- Aim 1 -
In the rows that follow the stone review, duplicate every line from the one that contains "Task: Locate the building" through the one that contains "[510,560,1000,652]", with both of those lines included.

- Passage to read -
-- Start --
# Red Aoto



## jgraeff

I got a red aoto from Maxim yesterday and wanted to give a review on it. I know it had been previously mentioned in the thread below so i won't go too much into it but i will give my personal opinions. 








The stone is large much larger than any other stone i have used and i liked it quite a bit. It is a light reddish color and pretty smooth overall. 

The only steel i have right now is vg10 so i started with my shun. This stone doesn't cut extremely fast but it still cuts pretty good. If only using the knife it takes a little work to build of mud but once you get it going it becomes really muddy. With a nagura it works up mud instantly. 

After using this stone i would say this could definitely be a finishing stone for kitchens, the edge it left was very toothy but extremely sharp. It left a toothier than my 1k stone in feel but the polish is much higher id say 4kish.
-- End --
- Aim 2 -
Carry the review of the red aoto sharpening stone forward from its last sentence.

- Data supplied -
-- Start --
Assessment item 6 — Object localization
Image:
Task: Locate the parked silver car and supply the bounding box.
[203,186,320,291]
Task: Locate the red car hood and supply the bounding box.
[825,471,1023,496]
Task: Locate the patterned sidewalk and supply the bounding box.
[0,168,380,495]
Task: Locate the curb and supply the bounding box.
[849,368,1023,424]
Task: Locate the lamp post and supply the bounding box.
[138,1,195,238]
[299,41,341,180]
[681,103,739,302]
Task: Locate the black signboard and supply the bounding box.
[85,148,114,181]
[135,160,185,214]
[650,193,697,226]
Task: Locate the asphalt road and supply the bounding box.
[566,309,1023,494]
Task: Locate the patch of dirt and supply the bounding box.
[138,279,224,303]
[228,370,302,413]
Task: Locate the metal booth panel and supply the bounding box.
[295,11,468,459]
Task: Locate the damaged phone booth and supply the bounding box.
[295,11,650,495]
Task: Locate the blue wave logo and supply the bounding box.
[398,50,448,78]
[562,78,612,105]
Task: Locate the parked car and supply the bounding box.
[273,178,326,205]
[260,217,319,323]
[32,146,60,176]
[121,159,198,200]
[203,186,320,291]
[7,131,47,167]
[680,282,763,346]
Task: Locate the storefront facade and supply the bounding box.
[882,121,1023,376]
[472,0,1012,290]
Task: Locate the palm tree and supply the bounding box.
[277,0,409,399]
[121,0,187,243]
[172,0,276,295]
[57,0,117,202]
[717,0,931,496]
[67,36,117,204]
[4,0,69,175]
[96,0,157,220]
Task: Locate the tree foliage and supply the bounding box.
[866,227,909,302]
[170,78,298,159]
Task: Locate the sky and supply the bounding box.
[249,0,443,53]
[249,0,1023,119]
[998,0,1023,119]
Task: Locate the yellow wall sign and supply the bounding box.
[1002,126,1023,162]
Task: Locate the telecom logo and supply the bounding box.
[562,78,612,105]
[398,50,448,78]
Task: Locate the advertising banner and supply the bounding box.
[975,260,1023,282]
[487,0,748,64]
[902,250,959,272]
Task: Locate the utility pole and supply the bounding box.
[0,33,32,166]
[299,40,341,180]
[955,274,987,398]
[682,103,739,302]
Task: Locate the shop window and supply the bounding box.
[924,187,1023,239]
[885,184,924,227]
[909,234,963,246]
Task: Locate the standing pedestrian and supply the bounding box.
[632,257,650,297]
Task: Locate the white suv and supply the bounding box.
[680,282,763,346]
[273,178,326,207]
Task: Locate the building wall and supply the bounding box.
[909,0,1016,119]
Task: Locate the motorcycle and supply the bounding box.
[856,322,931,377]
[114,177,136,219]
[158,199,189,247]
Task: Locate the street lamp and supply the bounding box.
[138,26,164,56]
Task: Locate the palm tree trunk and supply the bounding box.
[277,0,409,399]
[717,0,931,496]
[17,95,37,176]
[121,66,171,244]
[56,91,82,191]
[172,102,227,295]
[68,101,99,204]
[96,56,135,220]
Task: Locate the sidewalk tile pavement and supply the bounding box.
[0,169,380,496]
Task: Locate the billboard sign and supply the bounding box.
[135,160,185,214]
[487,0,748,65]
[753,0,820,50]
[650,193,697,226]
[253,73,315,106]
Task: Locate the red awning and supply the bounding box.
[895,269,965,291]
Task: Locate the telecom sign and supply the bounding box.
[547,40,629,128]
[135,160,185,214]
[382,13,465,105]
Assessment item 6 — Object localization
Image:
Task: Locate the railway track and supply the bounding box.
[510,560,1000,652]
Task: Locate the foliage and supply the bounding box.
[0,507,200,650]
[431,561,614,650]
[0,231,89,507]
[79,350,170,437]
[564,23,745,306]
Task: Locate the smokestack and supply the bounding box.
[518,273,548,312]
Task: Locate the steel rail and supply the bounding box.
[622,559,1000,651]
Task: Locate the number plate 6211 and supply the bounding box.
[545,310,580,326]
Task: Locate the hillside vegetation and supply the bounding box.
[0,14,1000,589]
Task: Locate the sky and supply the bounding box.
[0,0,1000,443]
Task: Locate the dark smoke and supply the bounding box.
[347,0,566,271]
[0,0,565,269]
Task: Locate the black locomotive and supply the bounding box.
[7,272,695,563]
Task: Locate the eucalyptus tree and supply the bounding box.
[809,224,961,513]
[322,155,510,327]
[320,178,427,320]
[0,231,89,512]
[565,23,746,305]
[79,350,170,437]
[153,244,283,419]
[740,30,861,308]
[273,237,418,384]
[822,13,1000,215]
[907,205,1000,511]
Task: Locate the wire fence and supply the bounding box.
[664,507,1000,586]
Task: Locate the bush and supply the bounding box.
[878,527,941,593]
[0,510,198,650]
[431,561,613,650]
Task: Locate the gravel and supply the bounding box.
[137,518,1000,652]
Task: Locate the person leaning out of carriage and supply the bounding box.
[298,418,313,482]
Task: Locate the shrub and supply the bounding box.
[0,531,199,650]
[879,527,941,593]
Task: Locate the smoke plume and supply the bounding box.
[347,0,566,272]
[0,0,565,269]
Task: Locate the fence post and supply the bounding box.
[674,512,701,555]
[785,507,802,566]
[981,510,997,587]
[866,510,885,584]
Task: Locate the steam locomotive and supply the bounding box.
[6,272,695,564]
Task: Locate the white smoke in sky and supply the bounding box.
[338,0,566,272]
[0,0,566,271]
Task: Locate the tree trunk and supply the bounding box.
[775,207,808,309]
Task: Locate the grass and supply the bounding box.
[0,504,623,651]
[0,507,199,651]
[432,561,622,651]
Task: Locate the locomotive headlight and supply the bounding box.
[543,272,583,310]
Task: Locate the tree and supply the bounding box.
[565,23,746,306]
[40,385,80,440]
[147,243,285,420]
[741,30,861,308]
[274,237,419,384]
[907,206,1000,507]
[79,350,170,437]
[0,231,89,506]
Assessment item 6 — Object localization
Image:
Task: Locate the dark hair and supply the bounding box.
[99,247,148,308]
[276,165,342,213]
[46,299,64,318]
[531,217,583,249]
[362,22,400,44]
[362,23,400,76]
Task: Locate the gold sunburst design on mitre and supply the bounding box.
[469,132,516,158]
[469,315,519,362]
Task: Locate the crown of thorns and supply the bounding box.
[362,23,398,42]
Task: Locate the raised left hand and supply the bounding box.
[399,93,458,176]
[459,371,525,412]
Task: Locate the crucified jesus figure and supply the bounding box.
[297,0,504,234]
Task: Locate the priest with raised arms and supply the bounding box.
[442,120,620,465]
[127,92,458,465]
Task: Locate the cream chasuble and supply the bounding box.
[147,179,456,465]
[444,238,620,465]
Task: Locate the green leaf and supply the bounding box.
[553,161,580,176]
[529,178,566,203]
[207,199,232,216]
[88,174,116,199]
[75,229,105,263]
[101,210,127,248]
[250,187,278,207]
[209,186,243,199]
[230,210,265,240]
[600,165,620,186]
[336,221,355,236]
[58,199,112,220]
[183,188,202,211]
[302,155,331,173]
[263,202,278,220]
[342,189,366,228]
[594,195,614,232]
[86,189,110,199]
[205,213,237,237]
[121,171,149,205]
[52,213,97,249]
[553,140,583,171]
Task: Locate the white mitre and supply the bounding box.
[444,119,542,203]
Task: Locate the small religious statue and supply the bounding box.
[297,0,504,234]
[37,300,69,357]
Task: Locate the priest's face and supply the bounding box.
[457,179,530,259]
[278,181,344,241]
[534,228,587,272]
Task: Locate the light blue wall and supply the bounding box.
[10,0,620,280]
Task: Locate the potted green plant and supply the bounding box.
-- End --
- Exercise result 1 -
Task: Locate the building wall and supply the bounding box.
[909,0,1016,119]
Task: Locate the motorcycle and supply the bounding box.
[856,322,931,377]
[114,177,136,219]
[158,199,189,247]
Task: Locate the street lamp and supply the bounding box.
[138,26,164,56]
Task: Locate the palm tree trunk and supply the bounding box.
[277,0,409,399]
[717,0,931,496]
[17,95,37,176]
[121,66,171,244]
[56,91,82,191]
[172,102,227,295]
[68,101,99,204]
[96,56,135,220]
Task: Locate the sidewalk tile pavement and supply the bounding box.
[0,169,380,496]
Task: Locate the billboard sign and supply the bounding box.
[135,160,185,214]
[487,0,748,65]
[753,0,820,50]
[650,193,697,226]
[253,73,315,106]
Task: Locate the red awning and supply the bounding box.
[895,269,965,291]
Task: Locate the telecom sign and supply the bounding box.
[547,40,629,128]
[135,160,185,214]
[382,13,465,105]
Assessment item 6 — Object localization
Image:
Task: Locate the railway track and supply the bounding box.
[510,560,1000,652]

- Exercise result 2 -
I wouldn't say its a polishing stone by any means but as far as performance it could be your final stone. I used my takashima afterwards and i got the best edge i have had on that knife since i have had it. 












I would say all you need is a course stone like a bester 500, this aoto, and a finishing stone( if wanted) and you wouldn't need anything else. 

I really enjoy using it and I'm extremely happy with the results i got from it.


----------



## jgraeff

sorry last pic is blurry will have to change it


----------



## GlassEye

I got mine yesterday as well, I am currently working on applying shellac as Maksim suggested. "Red Aoto have to be seal befor use with some Shellac or any Lac", said Maksim in an email to me.

I am hoping to put some steel to the red aoto sometime soon, everything is currently freshly sharpened. If you don't mind I will post some of my thoughts on the stone to this thread to keep them in the same place.


----------



## schanop

Glad you like it . It is a gem for single bevel kasumi knives or double bevel kasumi knives with shinogi lines, imo. Leaves a nice and easy to be refined finish for the next finer stone(s).


----------



## jgraeff

GlassEye said:


> I got mine yesterday as well, I am currently working on applying shellac as Maksim suggested. "Red Aoto have to be seal befor use with some Shellac or any Lac", said Maksim in an email to me.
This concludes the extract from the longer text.